**TASK OBJECTIVE:**
Rewrite the rows below, starting with the line that contains "For the benchmark, mark every instance of the bus windshield" and going on through the end of the rows, with "thickest part" changed to "widest part" and nothing else altered.
— Begin DATASET CONTENT —
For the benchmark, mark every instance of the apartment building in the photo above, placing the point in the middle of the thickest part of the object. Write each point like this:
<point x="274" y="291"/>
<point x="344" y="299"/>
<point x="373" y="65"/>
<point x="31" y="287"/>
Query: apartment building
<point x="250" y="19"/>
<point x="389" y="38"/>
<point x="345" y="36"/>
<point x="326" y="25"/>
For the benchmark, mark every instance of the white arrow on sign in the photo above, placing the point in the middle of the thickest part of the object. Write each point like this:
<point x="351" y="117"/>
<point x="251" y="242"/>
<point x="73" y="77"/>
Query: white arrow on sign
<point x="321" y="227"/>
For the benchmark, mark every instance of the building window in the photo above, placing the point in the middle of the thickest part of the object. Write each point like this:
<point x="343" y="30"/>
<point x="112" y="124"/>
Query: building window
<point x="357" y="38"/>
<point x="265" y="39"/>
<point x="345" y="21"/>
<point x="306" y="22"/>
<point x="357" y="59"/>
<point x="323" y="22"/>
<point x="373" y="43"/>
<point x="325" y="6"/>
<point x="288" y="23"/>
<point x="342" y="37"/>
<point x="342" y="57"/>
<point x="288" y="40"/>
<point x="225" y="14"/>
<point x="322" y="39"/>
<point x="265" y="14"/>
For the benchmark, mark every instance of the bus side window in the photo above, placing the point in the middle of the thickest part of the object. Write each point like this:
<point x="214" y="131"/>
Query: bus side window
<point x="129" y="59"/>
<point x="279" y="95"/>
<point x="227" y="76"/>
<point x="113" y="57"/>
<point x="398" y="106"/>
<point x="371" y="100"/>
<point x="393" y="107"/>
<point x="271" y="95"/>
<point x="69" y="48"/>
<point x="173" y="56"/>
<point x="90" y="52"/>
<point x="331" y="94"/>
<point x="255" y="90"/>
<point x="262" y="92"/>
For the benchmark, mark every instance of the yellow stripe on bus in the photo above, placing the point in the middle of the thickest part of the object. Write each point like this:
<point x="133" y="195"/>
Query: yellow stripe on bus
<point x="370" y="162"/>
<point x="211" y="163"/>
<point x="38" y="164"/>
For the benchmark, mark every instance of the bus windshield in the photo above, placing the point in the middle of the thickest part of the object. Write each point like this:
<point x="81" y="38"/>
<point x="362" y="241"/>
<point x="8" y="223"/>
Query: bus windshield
— End DATASET CONTENT —
**SOLUTION TO THIS TASK:**
For the benchmark, mark every instance of the bus windshield in the photo above, placing the point in the middle of the widest part of the object. Write each point like this:
<point x="81" y="38"/>
<point x="362" y="241"/>
<point x="8" y="223"/>
Query: bus windshield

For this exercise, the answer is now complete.